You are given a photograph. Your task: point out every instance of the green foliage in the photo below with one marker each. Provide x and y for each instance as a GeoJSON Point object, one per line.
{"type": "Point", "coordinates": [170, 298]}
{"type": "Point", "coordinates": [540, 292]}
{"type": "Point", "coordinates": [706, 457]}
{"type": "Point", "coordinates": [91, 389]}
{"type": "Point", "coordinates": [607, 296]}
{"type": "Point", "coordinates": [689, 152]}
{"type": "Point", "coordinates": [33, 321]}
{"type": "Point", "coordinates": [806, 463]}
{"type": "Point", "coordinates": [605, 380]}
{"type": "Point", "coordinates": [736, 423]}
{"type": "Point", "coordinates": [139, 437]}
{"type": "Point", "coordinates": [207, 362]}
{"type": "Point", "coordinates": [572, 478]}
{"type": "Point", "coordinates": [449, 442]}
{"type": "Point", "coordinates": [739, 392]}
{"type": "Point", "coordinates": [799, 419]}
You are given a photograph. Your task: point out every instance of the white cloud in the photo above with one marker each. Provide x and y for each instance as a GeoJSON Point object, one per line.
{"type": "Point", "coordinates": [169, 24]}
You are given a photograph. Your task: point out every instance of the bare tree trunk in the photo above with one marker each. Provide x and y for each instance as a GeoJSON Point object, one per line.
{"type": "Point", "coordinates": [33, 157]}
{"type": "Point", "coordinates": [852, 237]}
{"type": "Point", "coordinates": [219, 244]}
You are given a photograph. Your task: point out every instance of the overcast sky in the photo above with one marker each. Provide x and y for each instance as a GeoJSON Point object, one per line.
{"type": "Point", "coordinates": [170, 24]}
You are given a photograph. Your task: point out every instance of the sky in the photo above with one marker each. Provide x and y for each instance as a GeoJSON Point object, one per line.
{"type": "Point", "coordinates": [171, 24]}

:::

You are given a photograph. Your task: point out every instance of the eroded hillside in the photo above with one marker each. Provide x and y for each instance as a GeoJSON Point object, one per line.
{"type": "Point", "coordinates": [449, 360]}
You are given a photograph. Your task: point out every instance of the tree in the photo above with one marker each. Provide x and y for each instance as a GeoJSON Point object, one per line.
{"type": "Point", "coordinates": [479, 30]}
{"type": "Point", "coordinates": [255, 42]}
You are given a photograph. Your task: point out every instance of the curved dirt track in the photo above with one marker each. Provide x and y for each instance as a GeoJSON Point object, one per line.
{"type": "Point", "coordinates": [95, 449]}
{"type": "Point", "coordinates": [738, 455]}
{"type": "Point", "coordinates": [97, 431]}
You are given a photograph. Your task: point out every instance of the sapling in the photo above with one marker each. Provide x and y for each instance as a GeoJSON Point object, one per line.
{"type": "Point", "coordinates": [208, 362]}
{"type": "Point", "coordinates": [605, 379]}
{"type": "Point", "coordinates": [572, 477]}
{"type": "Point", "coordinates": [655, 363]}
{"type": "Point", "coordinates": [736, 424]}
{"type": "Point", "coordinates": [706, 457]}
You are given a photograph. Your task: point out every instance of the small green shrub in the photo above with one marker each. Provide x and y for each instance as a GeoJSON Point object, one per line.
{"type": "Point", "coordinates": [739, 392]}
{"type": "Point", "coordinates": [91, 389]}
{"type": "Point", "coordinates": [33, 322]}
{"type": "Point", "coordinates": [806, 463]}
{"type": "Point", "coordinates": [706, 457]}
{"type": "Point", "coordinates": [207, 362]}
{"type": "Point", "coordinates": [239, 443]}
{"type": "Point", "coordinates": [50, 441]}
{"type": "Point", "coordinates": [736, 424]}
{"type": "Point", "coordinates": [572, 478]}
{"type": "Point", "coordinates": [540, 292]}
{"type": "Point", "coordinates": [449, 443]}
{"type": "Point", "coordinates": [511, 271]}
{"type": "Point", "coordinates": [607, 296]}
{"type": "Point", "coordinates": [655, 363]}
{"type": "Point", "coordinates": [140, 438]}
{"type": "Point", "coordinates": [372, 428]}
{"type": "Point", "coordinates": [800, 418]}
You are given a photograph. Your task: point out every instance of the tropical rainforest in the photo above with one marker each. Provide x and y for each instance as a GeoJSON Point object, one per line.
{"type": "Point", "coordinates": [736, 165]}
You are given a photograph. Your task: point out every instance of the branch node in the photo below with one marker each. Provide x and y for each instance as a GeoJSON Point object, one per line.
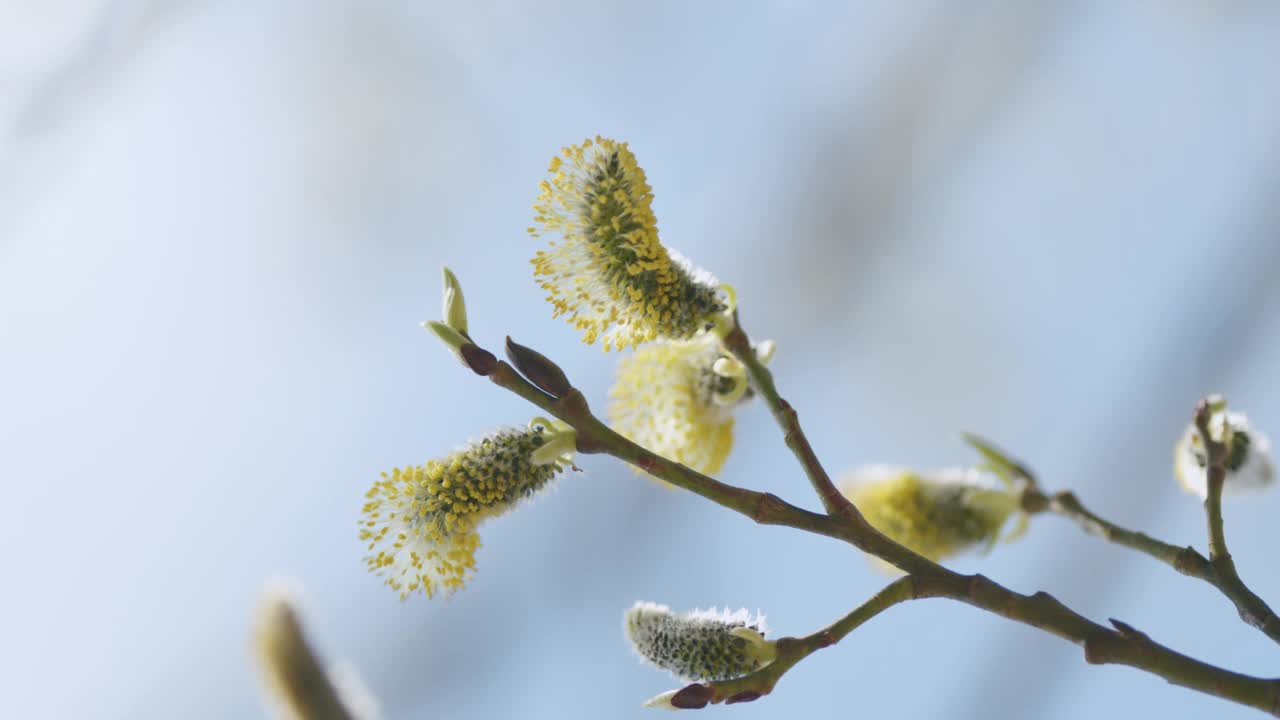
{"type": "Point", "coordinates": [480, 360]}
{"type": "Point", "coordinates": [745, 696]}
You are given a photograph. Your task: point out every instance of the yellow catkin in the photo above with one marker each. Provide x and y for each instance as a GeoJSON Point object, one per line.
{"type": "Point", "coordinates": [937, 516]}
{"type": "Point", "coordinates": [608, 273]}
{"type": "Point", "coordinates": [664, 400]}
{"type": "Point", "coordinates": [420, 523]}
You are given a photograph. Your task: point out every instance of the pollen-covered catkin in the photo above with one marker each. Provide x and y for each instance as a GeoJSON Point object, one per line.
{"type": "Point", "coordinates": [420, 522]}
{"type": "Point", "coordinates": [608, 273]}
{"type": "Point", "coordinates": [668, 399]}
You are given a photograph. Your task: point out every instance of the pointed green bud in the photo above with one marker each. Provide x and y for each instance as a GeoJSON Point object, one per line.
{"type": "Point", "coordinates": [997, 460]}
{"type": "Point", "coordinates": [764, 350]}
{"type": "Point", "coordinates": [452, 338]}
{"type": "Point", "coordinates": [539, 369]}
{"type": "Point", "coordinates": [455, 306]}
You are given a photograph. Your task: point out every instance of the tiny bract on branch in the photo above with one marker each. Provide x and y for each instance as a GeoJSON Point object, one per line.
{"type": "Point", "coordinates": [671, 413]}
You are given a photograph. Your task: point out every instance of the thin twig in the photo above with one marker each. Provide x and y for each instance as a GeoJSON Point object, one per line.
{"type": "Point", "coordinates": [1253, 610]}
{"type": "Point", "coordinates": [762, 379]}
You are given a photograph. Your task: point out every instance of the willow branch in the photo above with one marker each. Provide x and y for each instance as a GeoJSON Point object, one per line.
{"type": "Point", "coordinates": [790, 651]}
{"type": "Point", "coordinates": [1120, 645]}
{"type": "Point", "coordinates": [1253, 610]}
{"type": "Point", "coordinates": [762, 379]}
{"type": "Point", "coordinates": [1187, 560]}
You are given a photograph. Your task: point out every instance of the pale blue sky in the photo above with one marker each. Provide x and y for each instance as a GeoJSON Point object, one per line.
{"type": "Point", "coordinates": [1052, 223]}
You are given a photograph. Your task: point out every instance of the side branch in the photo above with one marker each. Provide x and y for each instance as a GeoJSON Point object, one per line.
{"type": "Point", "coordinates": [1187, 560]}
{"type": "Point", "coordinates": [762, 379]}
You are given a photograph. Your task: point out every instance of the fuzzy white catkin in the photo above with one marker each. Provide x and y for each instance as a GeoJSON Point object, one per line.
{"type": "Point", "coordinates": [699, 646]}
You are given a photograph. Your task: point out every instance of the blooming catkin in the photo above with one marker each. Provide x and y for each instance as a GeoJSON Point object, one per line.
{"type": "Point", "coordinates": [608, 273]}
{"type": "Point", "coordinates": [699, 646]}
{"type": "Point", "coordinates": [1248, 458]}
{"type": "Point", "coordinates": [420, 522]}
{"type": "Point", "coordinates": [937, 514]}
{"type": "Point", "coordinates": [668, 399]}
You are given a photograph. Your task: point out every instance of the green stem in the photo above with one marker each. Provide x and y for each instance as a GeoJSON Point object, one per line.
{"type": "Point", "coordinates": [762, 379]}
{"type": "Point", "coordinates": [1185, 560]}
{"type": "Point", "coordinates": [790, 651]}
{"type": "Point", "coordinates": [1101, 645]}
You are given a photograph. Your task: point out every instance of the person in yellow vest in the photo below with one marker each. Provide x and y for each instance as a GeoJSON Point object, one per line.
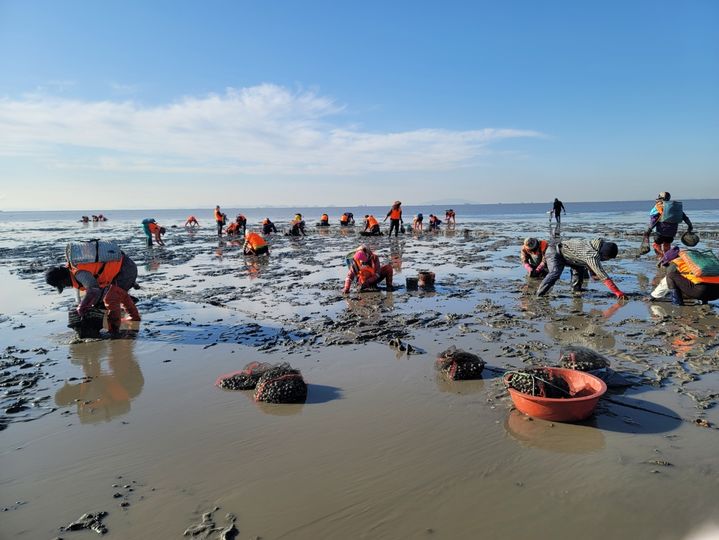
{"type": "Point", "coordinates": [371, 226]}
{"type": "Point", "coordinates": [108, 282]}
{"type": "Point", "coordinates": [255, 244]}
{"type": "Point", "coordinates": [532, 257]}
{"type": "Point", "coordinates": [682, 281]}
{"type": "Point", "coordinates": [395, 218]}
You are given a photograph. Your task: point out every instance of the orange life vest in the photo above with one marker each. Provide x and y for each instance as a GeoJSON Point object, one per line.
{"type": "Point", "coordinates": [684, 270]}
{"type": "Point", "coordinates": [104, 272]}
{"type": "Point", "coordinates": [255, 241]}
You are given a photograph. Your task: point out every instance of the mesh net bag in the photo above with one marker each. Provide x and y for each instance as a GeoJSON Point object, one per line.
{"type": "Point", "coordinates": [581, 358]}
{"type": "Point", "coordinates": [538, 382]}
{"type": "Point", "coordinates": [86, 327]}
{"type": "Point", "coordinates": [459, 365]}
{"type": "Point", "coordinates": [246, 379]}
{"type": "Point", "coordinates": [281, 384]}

:::

● **What you need to do**: Pull out each line in the items above that contains the word "hillside", and copy every such line in full.

● **Worked answer**:
You are given a photograph. Your task: point out every instance of the eroded hillside in the photo above with one marker each. Provide x and y for each instance as a GeoJSON Point object, one per line.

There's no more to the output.